### Bacaan yang Disediakan

************

Ditulis oleh: Yui

Beberapa hari terakhir, dunia sosial media dihebohkan dengan kasus pembullyan atau perundungan yang dilakukan oleh anak SD. Korban perundungan sempat dirawat di rumah sakit sebelum dinyatakan meninggal dunia. Bahkan penanggung jawab harus turun tangan untuk menyelidiki kasus tersebut. Usut punya usut, ternyata salah satu pelaku merupakan anak dari pendidik alias guru di sekolah tempat perundungan itu terjadi.

Sebenarnya, kasus seperti itu tidak satu atau dua kali terjadi, tetapi sering. Namun, kurangnya perhatian, membuat hal tersebut berlanjut, bahkan menjadi-jadi. Para pelaku atau orang tua pelaku berlindung di balik kata “Namanya juga anak-anak”. Jika sudah ada korban meninggal, apakah bisa berkata seperti itu.

Terjadinya perundungan di lingkungan sekolah karena beberapa faktor, baik internal maupun eksternal. Perundungan merupakan tingkah laku merundung atau melakukan tindakan tidak baik kepada orang lain. Perundungan dibagi menjadi dua, verna dan nonverba.

Biasanya, anak-anak yang memiliki mental perundung (pelaku perundungan) terbentuk dari beberapa faktor yang saling berpengaruh atau saling berkaitan. Berikut beberapa penyebab utama yang bisa mendorong perilaku tersebut.

  1. Lingkungan Keluarga

Faktor utama yang menyebabkan anak-anak menjadi pelaku perundungan yaitu lingkungan keluarga. Keluarga berperan penting dalam hal ini. Biasanya, adanya kekerasan dalam rumah tangga, membuat anak bertingak seperti itu. Anak yang sering melihat atau mengalami kekerasan fisik maupun verbal di rumah, cenderung meniru perilaku tersebut.

Kurangnya perhatian dari orang tua, membuat anak merasa diabaikan dan mencoba mencari perhatian dengan cara negatif. Lalu, ada pola asuh yang otoriter atau permisif. Pola asuh ini biasanya terlalu keras atau terlalu longgar dapat memengaruhi kontrol emosional anak, membuat anak seakan-akan terkekang dan harus meluapkan emosi di tempat lain.

************

### Butir Materi
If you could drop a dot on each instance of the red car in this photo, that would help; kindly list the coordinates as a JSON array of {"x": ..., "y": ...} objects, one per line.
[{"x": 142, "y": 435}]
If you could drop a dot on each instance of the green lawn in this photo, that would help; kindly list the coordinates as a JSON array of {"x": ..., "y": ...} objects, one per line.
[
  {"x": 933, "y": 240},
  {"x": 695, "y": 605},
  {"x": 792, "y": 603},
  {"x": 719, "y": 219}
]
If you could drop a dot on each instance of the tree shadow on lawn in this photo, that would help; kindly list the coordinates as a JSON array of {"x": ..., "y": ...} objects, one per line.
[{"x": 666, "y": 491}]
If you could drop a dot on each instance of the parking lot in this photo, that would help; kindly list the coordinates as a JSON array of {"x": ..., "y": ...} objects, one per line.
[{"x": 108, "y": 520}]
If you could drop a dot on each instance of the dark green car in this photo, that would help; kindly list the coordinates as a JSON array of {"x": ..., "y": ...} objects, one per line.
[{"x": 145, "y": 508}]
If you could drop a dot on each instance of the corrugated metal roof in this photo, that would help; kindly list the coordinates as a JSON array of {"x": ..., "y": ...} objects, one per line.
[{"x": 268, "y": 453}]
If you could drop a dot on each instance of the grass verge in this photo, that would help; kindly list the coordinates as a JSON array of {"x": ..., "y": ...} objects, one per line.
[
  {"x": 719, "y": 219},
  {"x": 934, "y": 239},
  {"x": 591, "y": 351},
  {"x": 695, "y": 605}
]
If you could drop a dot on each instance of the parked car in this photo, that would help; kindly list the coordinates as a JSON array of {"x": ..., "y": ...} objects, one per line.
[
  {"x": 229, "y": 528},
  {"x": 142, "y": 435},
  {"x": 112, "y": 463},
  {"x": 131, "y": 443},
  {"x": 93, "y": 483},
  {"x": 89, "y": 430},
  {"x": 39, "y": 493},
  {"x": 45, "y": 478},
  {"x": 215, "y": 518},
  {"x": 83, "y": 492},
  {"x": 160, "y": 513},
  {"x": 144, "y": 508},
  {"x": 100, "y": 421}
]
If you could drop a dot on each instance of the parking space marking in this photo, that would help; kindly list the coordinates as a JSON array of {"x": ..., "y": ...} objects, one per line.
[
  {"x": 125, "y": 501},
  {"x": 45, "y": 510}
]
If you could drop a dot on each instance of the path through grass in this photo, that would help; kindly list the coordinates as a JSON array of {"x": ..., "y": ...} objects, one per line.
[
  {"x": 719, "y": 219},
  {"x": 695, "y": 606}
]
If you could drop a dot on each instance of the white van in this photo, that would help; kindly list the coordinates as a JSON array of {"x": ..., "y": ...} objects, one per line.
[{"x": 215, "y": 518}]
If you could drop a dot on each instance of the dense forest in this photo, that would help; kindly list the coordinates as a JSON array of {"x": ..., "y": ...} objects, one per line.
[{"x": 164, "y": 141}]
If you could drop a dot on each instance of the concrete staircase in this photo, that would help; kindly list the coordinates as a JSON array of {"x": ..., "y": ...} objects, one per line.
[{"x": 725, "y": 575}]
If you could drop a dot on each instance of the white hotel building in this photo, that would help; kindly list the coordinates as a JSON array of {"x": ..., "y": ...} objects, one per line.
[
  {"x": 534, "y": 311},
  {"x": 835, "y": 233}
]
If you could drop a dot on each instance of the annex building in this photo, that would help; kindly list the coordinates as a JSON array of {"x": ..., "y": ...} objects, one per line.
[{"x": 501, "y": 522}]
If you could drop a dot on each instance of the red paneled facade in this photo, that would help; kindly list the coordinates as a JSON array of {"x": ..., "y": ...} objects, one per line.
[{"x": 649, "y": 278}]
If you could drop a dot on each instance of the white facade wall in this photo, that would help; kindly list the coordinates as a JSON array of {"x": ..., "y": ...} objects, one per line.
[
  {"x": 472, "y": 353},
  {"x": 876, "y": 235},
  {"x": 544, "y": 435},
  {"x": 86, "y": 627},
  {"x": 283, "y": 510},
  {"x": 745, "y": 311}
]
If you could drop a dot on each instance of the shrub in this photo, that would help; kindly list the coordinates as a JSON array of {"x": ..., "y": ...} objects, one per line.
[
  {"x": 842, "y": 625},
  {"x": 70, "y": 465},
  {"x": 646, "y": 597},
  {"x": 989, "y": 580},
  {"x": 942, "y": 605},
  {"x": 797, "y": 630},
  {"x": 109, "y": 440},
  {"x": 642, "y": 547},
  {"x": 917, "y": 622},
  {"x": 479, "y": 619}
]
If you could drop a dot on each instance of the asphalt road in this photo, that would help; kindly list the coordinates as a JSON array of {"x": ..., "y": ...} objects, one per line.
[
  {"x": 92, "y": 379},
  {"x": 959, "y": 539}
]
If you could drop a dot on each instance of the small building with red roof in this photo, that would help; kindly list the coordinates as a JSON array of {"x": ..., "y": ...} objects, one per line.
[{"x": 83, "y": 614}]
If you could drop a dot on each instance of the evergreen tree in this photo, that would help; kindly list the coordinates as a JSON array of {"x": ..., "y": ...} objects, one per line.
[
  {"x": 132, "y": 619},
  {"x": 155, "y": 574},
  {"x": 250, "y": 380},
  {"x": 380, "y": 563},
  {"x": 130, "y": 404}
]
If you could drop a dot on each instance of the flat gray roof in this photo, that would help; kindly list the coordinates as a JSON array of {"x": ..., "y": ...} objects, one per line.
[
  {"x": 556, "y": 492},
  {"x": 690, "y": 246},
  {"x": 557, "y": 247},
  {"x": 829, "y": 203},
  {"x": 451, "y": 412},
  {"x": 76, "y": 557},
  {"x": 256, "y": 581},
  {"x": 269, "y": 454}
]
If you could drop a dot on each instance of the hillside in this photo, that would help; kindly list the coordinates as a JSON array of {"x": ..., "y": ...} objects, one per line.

************

### Tugas yang Dikerjakan
(1) Jawablah pertanyaan berikut berdasarkan teks tentang perundungan.
(a) Anak siapakah salah satu pelaku dalam kasus perundungan yang menghebohkan media sosial?
(b) Di balik kata apa para pelaku atau orang tua pelaku berlindung?
(c) Faktor apa yang disebut sebagai faktor utama penyebab anak menjadi pelaku perundungan?
(2) Tukarlah "lingkungan sekolah" dengan "lingkungan bermain" pada bagian teks tentang perundungan yang dimulai dari "Terjadinya perundungan di" dan berakhir pada "verna dan nonverba.", lalu tuliskan kembali bagian tersebut.

### Hasil Pengerjaan
(1)
(a) Salah satu pelaku merupakan anak dari pendidik alias guru di sekolah tempat perundungan itu terjadi.
(b) Mereka berlindung di balik kata "Namanya juga anak-anak".
(c) Faktor utamanya adalah lingkungan keluarga.

(2)
Terjadinya perundungan di lingkungan bermain karena beberapa faktor, baik internal maupun eksternal. Perundungan merupakan tingkah laku merundung atau melakukan tindakan tidak baik kepada orang lain. Perundungan dibagi menjadi dua, verna dan nonverba.